> [DESCRIPTION OF THE TASK] The line containing "Please answer as" marks the end: restate word for word every line from the first line of the entries below through that one.

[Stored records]
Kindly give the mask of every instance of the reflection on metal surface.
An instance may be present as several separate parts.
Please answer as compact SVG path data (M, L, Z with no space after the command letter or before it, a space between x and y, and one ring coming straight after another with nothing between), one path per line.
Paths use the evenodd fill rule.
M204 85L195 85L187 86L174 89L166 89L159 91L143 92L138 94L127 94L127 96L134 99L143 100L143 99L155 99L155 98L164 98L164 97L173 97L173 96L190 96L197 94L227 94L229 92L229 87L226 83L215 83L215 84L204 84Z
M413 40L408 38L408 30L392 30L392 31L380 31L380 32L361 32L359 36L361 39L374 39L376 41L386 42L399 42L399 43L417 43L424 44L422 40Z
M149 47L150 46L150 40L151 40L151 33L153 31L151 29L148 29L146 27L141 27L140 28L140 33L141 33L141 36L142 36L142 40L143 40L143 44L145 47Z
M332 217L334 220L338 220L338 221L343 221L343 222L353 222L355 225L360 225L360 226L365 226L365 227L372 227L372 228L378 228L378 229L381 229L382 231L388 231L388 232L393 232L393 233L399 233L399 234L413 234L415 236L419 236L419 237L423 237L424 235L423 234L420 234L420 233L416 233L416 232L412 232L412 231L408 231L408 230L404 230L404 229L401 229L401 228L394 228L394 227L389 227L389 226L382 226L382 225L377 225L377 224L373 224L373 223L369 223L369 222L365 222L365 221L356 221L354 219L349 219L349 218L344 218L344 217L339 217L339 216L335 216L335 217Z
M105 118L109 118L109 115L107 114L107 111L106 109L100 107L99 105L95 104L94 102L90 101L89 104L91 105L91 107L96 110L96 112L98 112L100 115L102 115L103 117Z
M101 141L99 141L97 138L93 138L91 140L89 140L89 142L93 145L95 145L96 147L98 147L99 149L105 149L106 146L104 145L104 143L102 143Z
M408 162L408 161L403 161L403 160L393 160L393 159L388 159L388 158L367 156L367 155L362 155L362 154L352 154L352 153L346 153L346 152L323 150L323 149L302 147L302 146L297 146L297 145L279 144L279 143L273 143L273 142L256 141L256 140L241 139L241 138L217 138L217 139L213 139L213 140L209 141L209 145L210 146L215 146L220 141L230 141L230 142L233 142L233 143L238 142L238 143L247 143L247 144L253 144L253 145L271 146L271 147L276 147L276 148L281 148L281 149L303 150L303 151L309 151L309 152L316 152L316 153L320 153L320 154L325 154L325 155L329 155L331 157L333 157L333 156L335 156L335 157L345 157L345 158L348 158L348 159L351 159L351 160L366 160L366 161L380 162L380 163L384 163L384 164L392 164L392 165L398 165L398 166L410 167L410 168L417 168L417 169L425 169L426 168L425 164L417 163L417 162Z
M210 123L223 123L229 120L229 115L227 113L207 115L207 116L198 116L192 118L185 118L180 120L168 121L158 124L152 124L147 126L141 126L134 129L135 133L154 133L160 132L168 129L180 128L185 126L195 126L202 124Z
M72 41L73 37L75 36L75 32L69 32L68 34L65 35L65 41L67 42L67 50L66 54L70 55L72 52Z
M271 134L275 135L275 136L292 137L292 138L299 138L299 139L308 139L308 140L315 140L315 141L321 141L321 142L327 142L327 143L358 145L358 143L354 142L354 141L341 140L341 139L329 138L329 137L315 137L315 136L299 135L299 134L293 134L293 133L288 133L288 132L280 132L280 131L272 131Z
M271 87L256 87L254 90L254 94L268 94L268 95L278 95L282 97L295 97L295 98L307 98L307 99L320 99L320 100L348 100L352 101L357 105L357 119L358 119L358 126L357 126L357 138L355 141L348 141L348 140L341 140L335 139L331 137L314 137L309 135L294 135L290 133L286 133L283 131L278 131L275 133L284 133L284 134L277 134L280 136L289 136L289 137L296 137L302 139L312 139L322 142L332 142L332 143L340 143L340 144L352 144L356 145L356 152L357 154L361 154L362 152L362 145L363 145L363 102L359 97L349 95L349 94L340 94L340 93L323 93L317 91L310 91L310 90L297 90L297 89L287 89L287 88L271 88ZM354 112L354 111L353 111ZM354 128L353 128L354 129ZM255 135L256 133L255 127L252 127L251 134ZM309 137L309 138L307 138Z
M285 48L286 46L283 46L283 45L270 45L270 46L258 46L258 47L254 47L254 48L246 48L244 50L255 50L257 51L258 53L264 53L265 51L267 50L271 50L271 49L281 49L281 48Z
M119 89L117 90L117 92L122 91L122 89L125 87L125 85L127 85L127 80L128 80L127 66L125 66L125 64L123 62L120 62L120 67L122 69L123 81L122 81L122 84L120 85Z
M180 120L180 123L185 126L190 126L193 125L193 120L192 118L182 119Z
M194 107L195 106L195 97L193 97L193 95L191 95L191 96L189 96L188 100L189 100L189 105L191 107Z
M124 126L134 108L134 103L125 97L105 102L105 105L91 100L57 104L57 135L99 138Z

> [SOLUTION]
Kindly give the mask of every instance of the reflection on metal surface.
An instance may be present as several separate parts.
Please answer as compact SVG path data (M, L, Z with no space after the command letter or before it, a space between x and y, and one ring coming straight after another with nothing between), one path per line.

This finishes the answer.